- **Instruction**
Please render everything from the line containing "Target: **dew drop" down to the end of the items below as a numbered list, omitting blank lines.

- **Input material**

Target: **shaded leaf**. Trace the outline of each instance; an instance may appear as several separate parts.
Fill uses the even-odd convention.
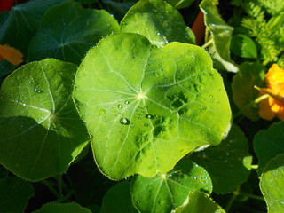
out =
[[[0,162],[18,176],[36,181],[62,173],[87,145],[71,99],[75,71],[73,64],[45,59],[4,81]]]
[[[48,203],[34,213],[91,213],[77,203]]]
[[[284,212],[284,154],[269,161],[260,178],[268,213]]]
[[[195,43],[178,11],[162,0],[140,0],[122,20],[121,31],[141,34],[156,46],[170,42]]]
[[[133,203],[141,213],[170,212],[195,190],[211,193],[212,183],[202,167],[188,161],[181,161],[174,170],[152,178],[138,176],[131,184]]]
[[[252,162],[248,139],[235,124],[220,145],[193,153],[190,157],[205,168],[212,178],[213,191],[217,193],[230,193],[245,182]]]
[[[267,162],[284,153],[284,122],[272,125],[268,130],[260,130],[254,138],[254,149],[258,158],[257,173],[260,175]]]
[[[28,201],[35,194],[32,185],[17,177],[0,179],[0,212],[24,212]]]
[[[74,98],[95,160],[113,179],[168,172],[197,146],[218,144],[231,118],[204,50],[180,43],[158,49],[136,34],[108,36],[87,53]]]
[[[83,9],[79,3],[68,1],[43,17],[30,42],[29,59],[54,58],[80,64],[90,47],[118,29],[117,21],[106,11]]]
[[[132,204],[130,182],[121,182],[108,190],[103,199],[100,213],[138,213]]]
[[[238,67],[230,59],[230,42],[233,28],[223,20],[215,1],[203,0],[200,7],[205,16],[205,25],[212,35],[213,46],[209,51],[212,57],[218,61],[219,66],[221,66],[217,68],[225,68],[227,71],[236,73]]]
[[[171,213],[225,213],[209,194],[195,191],[190,193],[186,201]]]

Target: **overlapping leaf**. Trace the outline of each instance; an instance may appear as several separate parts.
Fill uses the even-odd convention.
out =
[[[209,175],[197,164],[182,161],[167,174],[132,180],[133,203],[139,212],[170,212],[181,206],[194,191],[212,192]]]
[[[219,146],[193,153],[191,158],[206,169],[212,178],[213,190],[218,193],[230,193],[246,181],[252,160],[248,140],[234,124]]]
[[[205,51],[180,43],[156,48],[135,34],[108,36],[87,53],[74,98],[95,160],[114,179],[168,172],[197,146],[218,144],[231,118]]]
[[[267,163],[260,178],[260,188],[267,204],[268,213],[284,211],[284,154]]]
[[[76,66],[45,59],[21,67],[0,91],[0,162],[38,180],[66,171],[87,144],[71,99]]]
[[[157,46],[170,42],[195,43],[193,33],[178,11],[162,0],[137,3],[122,20],[121,31],[141,34]]]
[[[90,47],[118,29],[117,21],[106,11],[83,9],[75,1],[64,3],[43,17],[30,43],[29,59],[54,58],[80,64]]]

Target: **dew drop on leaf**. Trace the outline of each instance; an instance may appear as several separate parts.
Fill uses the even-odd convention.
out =
[[[99,110],[99,114],[100,115],[104,115],[105,114],[106,114],[106,110],[105,109]]]
[[[119,122],[120,122],[121,124],[123,124],[123,125],[129,125],[129,124],[130,124],[130,121],[128,120],[128,119],[125,118],[125,117],[121,118]]]

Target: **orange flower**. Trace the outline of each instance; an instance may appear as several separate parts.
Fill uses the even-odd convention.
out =
[[[19,65],[23,60],[23,54],[20,51],[9,45],[0,45],[0,60],[6,59],[13,65]]]
[[[269,98],[259,103],[259,116],[272,120],[275,114],[284,121],[284,69],[273,64],[265,75],[266,87],[260,95],[269,94]]]

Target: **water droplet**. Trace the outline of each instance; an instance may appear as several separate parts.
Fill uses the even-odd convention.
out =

- **Written solution**
1. Target: **dew drop on leaf**. Trace the outline of each instance; an instance may appear as several separate parts.
2. Fill uses the even-odd convention.
3. out =
4. [[[99,110],[99,114],[100,115],[104,115],[105,114],[106,114],[106,110],[105,109]]]
5. [[[119,122],[120,122],[121,124],[123,124],[123,125],[129,125],[129,124],[130,124],[130,121],[128,120],[128,119],[125,118],[125,117],[121,118]]]
6. Target: **orange flower**. Trace the outline of each instance; an instance may appear as several separate parts.
7. Fill uses the even-odd convention.
8. out =
9. [[[19,65],[23,60],[23,54],[20,51],[9,45],[0,45],[0,60],[6,59],[13,65]]]
10. [[[269,98],[259,103],[259,116],[272,120],[275,114],[284,121],[284,69],[273,64],[265,75],[266,87],[260,95],[269,94]]]
11. Target: **water droplet**. Trace the outline of each instance; an instance may appear as several separate parts.
12. Fill uses the even-odd convention.
13. out =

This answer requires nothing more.